**Selected excerpt:**
— start —

What is a temporary authorization?

A temporary authorization is a transaction that has been approved but has not yet been officially posted to your account. The value of the transaction has been deducted from your available credit line. Normally, a temporary authorization converts into a posted transaction. However, a temporary authorization may expire if the merchant does not complete the transaction.

More On Temporary Authorization Charges

Normally, a temporary authorization transaction is removed from your account when the corresponding transaction amount is posted to your account. For a more detailed explanation of temporary authorizations, please continue reading.

A temporary authorization transaction is the result of a merchant testing to confirm that a credit card account is active and has credit available to accommodate transactions. This test creates a temporary authorization transaction that appears on the account. The temporary authorization transaction is not always equal to the actual amount charged, but rather it represents an anticipated amount the merchant uses until the actual charge is processed. The actual transaction amount will appear on the account once the merchant's bank and all intermediary banks finish processing the transaction. The temporary authorization charge is removed from the account within 30 days after it first appears. In the meantime, all temporary authorization charges will temporarily reduce the account's available line of credit by the anticipated amount.

If a temporary authorization appears twice, it does not necessarily mean the account will be billed twice. Please note: Temporary authorization charges cannot be disputed; only posted transactions can be disputed. Please check your monthly statement when you receive it.

— end —

**Entries provided:**
— start —

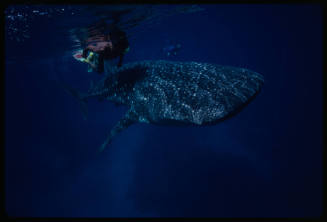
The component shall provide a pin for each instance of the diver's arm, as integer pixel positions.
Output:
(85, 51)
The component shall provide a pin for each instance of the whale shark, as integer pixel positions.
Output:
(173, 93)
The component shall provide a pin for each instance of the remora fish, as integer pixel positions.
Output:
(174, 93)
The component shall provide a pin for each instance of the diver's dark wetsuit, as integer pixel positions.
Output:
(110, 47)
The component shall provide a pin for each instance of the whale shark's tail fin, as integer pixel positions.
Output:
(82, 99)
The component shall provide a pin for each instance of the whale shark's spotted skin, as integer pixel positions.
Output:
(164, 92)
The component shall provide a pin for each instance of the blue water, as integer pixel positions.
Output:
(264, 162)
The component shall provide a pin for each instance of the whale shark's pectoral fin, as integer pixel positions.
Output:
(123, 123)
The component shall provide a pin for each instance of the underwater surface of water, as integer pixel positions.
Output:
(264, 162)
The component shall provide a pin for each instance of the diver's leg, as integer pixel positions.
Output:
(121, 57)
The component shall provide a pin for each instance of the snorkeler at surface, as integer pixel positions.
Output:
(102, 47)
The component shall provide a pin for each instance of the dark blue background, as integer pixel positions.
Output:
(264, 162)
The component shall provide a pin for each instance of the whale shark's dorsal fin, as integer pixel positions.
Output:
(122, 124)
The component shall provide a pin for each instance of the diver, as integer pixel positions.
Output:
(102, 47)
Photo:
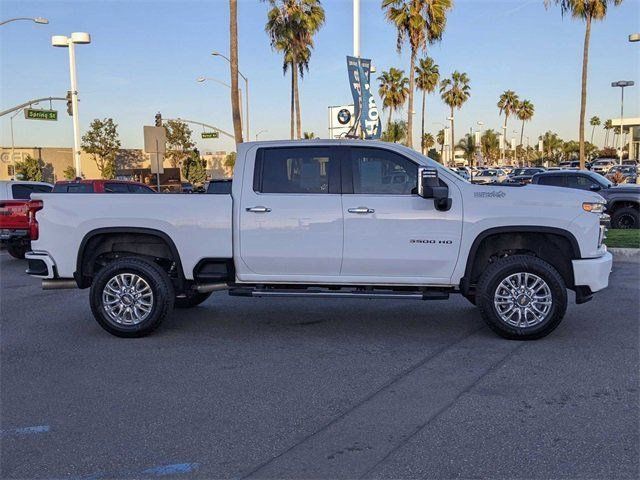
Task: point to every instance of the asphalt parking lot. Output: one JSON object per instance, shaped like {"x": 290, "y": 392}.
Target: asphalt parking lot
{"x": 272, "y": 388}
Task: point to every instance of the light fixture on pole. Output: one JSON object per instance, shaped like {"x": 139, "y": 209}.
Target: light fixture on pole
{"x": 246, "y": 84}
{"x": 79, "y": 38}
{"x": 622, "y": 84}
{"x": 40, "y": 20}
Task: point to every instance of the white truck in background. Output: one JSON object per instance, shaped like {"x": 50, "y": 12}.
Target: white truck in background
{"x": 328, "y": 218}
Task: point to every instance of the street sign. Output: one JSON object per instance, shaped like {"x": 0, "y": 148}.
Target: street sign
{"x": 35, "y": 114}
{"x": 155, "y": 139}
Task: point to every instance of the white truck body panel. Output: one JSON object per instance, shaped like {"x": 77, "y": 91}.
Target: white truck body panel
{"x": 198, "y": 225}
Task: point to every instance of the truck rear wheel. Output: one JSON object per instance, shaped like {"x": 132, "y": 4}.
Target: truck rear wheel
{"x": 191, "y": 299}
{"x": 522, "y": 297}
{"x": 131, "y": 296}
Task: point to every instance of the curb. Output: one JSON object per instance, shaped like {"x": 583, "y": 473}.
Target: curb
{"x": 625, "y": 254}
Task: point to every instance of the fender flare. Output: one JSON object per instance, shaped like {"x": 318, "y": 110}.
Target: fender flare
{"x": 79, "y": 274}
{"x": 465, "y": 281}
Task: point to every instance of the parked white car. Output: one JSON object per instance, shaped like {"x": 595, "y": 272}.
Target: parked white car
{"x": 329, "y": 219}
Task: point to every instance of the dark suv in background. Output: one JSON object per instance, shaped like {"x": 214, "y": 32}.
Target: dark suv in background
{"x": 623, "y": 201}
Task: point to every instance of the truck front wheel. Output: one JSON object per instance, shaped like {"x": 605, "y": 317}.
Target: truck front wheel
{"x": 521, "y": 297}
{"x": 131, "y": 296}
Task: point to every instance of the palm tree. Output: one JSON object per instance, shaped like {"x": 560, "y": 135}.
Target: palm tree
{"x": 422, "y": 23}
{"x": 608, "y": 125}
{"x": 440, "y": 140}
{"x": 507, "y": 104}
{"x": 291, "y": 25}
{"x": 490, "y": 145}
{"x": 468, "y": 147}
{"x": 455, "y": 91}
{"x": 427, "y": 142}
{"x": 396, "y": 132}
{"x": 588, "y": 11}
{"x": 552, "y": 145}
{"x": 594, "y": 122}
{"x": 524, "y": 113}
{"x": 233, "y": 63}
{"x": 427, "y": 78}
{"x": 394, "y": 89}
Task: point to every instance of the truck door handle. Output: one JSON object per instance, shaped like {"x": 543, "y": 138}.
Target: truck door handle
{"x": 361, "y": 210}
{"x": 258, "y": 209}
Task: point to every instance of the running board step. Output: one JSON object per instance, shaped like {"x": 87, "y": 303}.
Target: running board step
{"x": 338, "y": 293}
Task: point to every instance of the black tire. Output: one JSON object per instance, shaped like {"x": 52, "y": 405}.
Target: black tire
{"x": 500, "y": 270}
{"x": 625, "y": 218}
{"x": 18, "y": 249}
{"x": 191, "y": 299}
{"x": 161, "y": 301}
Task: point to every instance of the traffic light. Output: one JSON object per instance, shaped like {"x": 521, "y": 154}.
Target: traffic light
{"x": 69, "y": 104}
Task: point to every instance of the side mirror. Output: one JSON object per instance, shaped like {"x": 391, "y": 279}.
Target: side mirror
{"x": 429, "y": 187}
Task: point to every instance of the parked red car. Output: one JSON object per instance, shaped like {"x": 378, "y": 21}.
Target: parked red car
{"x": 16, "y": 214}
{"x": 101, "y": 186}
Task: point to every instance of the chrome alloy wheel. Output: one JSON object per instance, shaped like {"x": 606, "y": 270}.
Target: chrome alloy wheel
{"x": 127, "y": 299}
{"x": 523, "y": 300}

— end —
— start —

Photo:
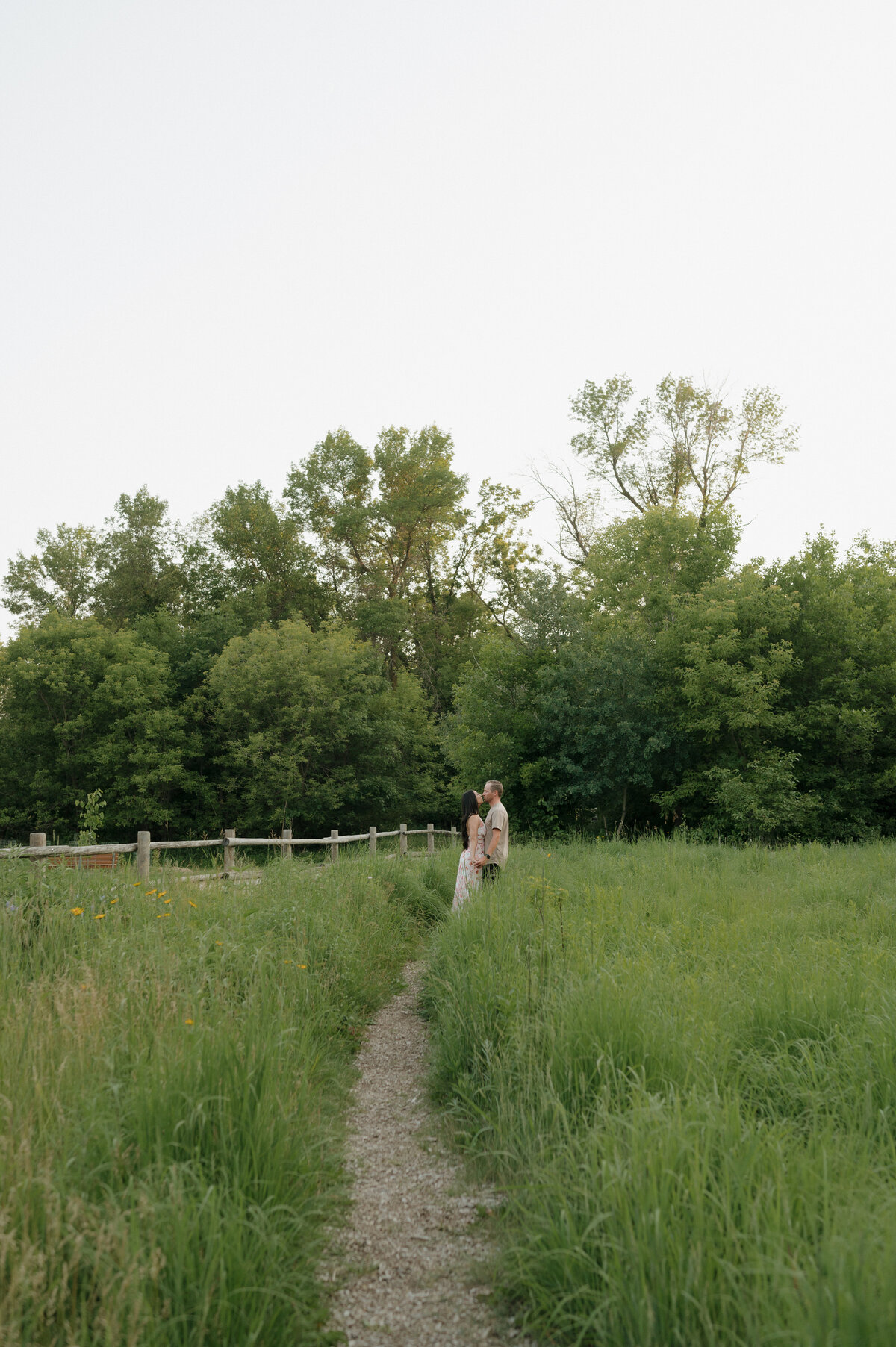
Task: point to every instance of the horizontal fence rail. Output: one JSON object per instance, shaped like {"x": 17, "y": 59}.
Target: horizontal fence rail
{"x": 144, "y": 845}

— end —

**To be done:**
According to the text on temporary authorizations, within how many days of first appearing is a temporary authorization charge removed from the account?

**Output for this exercise:**
Within 30 days after it first appears.